══ Exercise material
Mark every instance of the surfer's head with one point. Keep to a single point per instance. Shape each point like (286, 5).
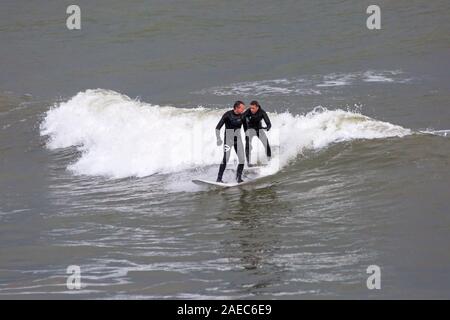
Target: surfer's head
(254, 106)
(238, 107)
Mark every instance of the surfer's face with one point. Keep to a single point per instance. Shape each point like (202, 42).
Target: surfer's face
(253, 108)
(240, 109)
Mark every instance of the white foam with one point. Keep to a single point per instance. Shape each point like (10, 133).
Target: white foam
(121, 137)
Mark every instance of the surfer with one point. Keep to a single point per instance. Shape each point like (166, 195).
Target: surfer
(233, 122)
(252, 127)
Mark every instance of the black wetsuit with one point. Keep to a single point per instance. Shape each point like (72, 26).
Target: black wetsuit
(233, 123)
(253, 122)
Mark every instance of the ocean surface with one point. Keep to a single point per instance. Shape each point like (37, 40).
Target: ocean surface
(102, 130)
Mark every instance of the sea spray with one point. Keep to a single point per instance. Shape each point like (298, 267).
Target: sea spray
(121, 137)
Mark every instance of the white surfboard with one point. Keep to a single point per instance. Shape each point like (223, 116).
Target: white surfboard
(219, 184)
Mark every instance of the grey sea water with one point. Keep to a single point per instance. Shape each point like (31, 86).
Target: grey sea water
(79, 185)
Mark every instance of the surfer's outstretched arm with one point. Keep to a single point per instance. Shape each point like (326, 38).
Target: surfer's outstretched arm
(267, 120)
(218, 127)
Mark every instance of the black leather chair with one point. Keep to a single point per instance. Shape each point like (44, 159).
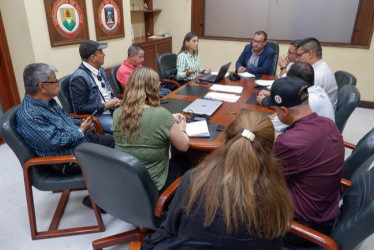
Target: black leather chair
(275, 46)
(116, 86)
(167, 66)
(120, 184)
(65, 100)
(348, 98)
(38, 177)
(361, 158)
(356, 218)
(343, 78)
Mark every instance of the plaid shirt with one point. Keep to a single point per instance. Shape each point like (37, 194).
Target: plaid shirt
(47, 128)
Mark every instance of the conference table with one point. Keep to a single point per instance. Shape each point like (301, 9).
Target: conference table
(186, 94)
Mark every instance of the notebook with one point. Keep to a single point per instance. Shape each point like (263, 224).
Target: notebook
(202, 107)
(216, 78)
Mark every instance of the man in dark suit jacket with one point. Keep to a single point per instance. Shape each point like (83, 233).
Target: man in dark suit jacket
(257, 57)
════
Aim - Output the line that contains "Mark every instance of the plaid", followed by every later line in the listing, with no line omitted and none added.

Exercise solution -
Mark every instance of the plaid shirt with one point. Keep to a single point per instance. Shape each point like (37, 194).
Target: plaid shirt
(47, 128)
Mark every instance of the conference table with one point. Keep to a single point per instance. Shape each point like (301, 9).
Target: conference table
(186, 94)
Mark every instance of the notebook with one point. Keep to a single point per instance. Shape each point like (263, 224).
Target: notebook
(202, 107)
(216, 78)
Mark every instance of the man in dark suit jacket with one point. Keep to a single point per instance. Shape each point like (83, 233).
Target: man in dark suit jacket
(257, 57)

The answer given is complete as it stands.